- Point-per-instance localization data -
============================================================
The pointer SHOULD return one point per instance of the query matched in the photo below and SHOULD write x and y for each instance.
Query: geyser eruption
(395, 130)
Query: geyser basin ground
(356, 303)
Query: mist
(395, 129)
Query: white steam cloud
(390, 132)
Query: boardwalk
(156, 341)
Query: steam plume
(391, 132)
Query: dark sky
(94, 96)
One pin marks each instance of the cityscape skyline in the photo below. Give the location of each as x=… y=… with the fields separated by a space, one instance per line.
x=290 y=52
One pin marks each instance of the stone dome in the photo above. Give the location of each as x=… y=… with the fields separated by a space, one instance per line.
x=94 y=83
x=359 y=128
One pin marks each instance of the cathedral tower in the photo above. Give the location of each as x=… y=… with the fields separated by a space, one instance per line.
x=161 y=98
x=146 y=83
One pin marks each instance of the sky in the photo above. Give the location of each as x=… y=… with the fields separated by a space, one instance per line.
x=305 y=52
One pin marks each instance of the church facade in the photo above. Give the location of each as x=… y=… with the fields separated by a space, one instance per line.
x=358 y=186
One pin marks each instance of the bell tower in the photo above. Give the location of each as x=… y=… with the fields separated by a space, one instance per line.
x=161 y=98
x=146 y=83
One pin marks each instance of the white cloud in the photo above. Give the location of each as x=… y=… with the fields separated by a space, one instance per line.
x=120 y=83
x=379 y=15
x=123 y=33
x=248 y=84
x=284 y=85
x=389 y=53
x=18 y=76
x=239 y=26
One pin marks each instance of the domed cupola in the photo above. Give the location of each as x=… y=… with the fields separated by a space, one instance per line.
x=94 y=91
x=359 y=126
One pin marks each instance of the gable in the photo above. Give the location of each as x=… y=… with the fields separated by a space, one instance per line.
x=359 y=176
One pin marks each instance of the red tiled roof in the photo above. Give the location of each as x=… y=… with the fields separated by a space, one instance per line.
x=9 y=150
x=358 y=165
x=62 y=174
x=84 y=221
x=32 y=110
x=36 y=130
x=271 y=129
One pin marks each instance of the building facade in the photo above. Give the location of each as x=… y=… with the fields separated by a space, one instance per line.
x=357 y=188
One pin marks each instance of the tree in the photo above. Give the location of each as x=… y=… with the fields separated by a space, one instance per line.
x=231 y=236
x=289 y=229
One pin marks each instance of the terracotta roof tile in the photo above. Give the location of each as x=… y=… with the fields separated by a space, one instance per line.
============================================================
- TASK DESCRIPTION -
Write out exactly the lines that begin at the one containing "One pin marks each instance of the bell" and continue through the last line of the data, and only those.

- RESULT BELOW -
One pin marks each instance of the bell tower in the photo above. Give the location of each as x=… y=… with the fields separated by a space, one instance per line.
x=161 y=98
x=146 y=83
One pin marks each instance of the white cloud in the photo above. Give the location of each as x=… y=… with the fields separated by a space, one instance per line.
x=120 y=83
x=379 y=15
x=123 y=33
x=248 y=84
x=284 y=85
x=389 y=53
x=18 y=76
x=239 y=26
One pin marks each instance of the domed cupola in the photo above. Give the location of each as x=… y=… with the fields separated by a space, one instance per line.
x=94 y=91
x=359 y=126
One pin marks each instance of the gable in the photo above. Give the location of each as x=… y=… with the fields separated by a space, one instance per line.
x=359 y=176
One pin marks each instance of the red tiled roof in the photo above. Give the location of each as x=… y=… with the fields separated by a space, one instance per line.
x=9 y=150
x=358 y=165
x=62 y=174
x=84 y=221
x=32 y=110
x=36 y=130
x=271 y=129
One pin marks each instance of the building facade in the photo above. Give the location of each as x=… y=… with the fields separated by a space, one instance per line.
x=357 y=188
One pin marks each instance of the tree in the photo above. Give the location of each as x=… y=… with the fields separated by a space, one instance per line.
x=231 y=236
x=289 y=229
One pin marks each instance of the terracotta roof tile in the photo above. Give the location of each as x=… y=… with the fields separated by a space, one instance per line.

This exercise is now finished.